SOURCE DOCUMENT:

— begin —

Furthermore, wrappers demonstrate that extensive linguistic knowledge is not necessary for successful IE. Instead, shallow pattern-matching techniques can be very effective. Information can be extracted from texts based on document formats rather than what the sentences "actually mean." This type of IE analysis is ideally suited to the Web because online information is a combination of text and document structure. Almost all documents located on Web servers offer clues to their meaning in the form of textual formatting. For example, research on a collection of email conference announcements shows that speaker's names are often prefixed by "Who" and many names begin with the title "Dr." One can easily exploit document structure in deciding where relevant content is located. Such announcements often follow a discernable pattern and this means that relevant information, such as location, affiliation, or job title, can be located within a text based on formatting alone [9].

THE MACHINE LEARNING SUCCESS STORY

At the most fundamental level, machine learning rests on the assumption that mathematical concepts capture relevant properties of reality, and that you can translate back and forth between reality and mathematics In short, concepts are translated into mathematical patterns.

Machine learning is important because content management on the Web must be automated as much as possible. Automation is key because human labor cannot scale to an ever-increasing number of documents and users. Automation significantly reduces the amount of money and number of hours required to manage content effectively.

CHALLENGES FOR IE TECHNOLOGY

On the wrapper side of IE, these systems require large amounts of training data, and collecting these examples can be time-consuming. To avoid gathering a lot of training data, the domain in which the wrapper is expected to be effective must be limited. In addition, Web sites are occasionally remodeled, and when the user interface changes, a site's wrapper is broken. Because wrappers rely on low-level formatting details, they are brittle [12].

XML AND IE

XML makes it easier for developers to take the pieces of a document apart and reassemble them, yet information extraction still needs to be accomplished. XML is an enabling technology–it functions like a building permit at a construction site by permitting information aggregation and synthesis and performing the work itself.

SOLUTION TO THE "INFOGLUT" PROBLEM

Information access would improve if information in many different formats could be extracted and integrated into a structured form. Because IE is an attempt to convert information from various text documents into database entries, it plays a key role in improving online knowledge discovery. Information extraction software has the potential to convert the Web into a structured database. This is an exciting vision for reordering how end-users retrieve and organize digital information. Once information is encoded in a database, it could be organized into a taxonomy or searched over by textual attribute or feature. This stands as a vast improvement over the usual search protocol: index content and query full-text documents by keyword.

THE HIDDEN WEB

IE can access the useful information hidden away in relational databases. In fact, wrapper induction technology is especially well-suited to this problem because the wrapper only has to learn a Web site's template. Templates are easy for wrappers to train on. The "hidden Web" is another example of how document structure can be exploited by IE technology.

WEB CONTENT FALLS APART

Call it what you will–integral to knowledge management initiatives, an alternative to traditional search functions, the catalyst for knowledge mining, an access point to the hidden Web, the solution to information overload–data extraction technologies foreshadow exciting new developments for information professionals.

Acknowledgements: Many thanks to Chris Harris for his thoughtful comments. I appreciate Neil Senturia's continuing support.

REFERENCES

[15] Luh, James. "Content Goes to Pieces." Internet World (July 1, 2000): http://www.internetworld.com/070100/7.01Cover1.asp.

— end —

PROVIDED RECORDS:
— begin —

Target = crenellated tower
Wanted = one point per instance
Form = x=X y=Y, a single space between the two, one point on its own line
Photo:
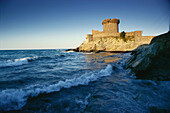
x=110 y=25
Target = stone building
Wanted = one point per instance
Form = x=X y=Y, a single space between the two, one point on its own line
x=109 y=39
x=111 y=29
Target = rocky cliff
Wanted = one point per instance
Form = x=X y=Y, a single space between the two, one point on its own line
x=152 y=61
x=109 y=44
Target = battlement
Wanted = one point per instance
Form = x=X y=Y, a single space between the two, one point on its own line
x=114 y=20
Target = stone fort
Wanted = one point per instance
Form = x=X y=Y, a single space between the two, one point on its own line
x=111 y=29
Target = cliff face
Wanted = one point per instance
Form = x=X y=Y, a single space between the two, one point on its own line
x=110 y=44
x=152 y=61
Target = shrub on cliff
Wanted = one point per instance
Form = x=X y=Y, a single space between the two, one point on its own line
x=122 y=34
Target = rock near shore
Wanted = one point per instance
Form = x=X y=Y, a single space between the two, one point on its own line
x=152 y=61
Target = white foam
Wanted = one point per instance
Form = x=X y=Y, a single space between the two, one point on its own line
x=17 y=62
x=13 y=99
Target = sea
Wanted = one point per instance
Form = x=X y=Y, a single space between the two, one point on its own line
x=55 y=81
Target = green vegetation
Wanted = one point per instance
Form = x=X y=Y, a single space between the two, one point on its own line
x=122 y=34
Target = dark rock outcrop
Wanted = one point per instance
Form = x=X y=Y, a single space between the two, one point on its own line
x=152 y=61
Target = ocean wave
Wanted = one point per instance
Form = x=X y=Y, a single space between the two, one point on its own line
x=13 y=99
x=17 y=62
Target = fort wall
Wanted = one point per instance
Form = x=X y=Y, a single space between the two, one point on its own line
x=109 y=39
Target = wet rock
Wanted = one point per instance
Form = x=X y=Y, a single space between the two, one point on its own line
x=152 y=61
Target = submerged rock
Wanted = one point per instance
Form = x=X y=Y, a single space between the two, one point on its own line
x=152 y=61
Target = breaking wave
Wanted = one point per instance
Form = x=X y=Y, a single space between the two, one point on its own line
x=18 y=62
x=13 y=99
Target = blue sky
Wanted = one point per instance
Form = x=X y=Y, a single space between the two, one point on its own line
x=35 y=24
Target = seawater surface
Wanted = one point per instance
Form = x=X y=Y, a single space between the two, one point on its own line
x=73 y=82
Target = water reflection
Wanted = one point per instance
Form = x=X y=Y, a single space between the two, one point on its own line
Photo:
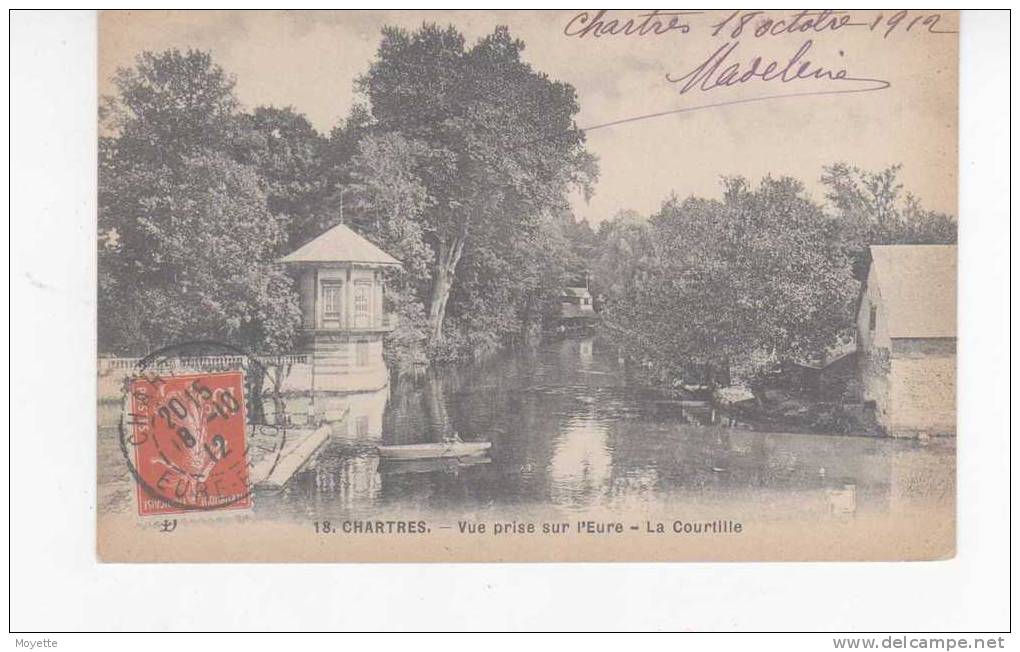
x=569 y=434
x=581 y=465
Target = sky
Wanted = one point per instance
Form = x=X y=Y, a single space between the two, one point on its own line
x=309 y=60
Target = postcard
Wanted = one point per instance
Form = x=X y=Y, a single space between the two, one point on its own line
x=526 y=286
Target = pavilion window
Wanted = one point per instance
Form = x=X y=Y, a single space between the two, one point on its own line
x=362 y=304
x=333 y=300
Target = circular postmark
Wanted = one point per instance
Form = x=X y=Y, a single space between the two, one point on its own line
x=194 y=431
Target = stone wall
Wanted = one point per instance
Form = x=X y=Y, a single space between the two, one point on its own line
x=922 y=396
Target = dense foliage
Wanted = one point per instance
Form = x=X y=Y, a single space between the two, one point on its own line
x=458 y=161
x=710 y=292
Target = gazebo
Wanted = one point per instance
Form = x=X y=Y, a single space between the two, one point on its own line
x=340 y=278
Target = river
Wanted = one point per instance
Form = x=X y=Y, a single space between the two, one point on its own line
x=570 y=436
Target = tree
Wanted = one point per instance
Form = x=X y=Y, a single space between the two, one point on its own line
x=187 y=240
x=492 y=140
x=289 y=156
x=756 y=278
x=873 y=209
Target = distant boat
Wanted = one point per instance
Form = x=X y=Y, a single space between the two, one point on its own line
x=439 y=449
x=394 y=465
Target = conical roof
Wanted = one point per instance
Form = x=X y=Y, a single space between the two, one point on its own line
x=341 y=244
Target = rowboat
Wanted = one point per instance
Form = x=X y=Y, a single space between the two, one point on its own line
x=431 y=450
x=397 y=466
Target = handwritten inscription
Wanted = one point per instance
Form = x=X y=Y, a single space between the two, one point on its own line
x=654 y=22
x=717 y=70
x=733 y=61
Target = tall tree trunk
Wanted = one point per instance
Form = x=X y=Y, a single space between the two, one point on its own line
x=446 y=265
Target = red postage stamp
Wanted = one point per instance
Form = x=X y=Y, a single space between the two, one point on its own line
x=189 y=443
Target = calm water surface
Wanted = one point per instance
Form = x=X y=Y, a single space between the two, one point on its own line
x=569 y=435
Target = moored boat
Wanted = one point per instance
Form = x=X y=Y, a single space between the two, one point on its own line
x=431 y=450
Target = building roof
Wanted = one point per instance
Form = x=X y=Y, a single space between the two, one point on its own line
x=917 y=284
x=341 y=244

— end —

WHAT TO WORK ON:
A. According to the information extraction article, why are wrappers brittle?
B. Please write out, word for word, the stretch of entries from the line that contains "Target = water reflection" through the line that contains "x=710 y=292", and leave the pictures out.
The information extraction article and the entries are separate, unrelated material.

OUTPUTS BY TASK:
A. Because wrappers rely on low-level formatting details.

B.
Target = water reflection
Wanted = one point per instance
Form = x=X y=Y, a single space between the two, one point on its own line
Photo:
x=569 y=434
x=581 y=465
Target = sky
Wanted = one point per instance
Form = x=X y=Y, a single space between the two, one point on its own line
x=309 y=60
Target = postcard
Wanted = one point per instance
Form = x=X y=Y, a single space between the two, one point on its own line
x=526 y=286
Target = pavilion window
Wanted = one point per instance
Form = x=X y=Y, a single space between the two, one point on its own line
x=362 y=304
x=333 y=300
Target = circular postmark
Wanted = one point per instance
Form = x=X y=Y, a single space between the two, one point on its own line
x=194 y=431
Target = stone wall
Wanted = one point per instance
Form = x=X y=Y, a single space between the two, one point on its own line
x=922 y=396
Target = dense foliage
Wanted = one point per instance
Form = x=X y=Y, a single space between the two, one point on its own line
x=458 y=161
x=710 y=292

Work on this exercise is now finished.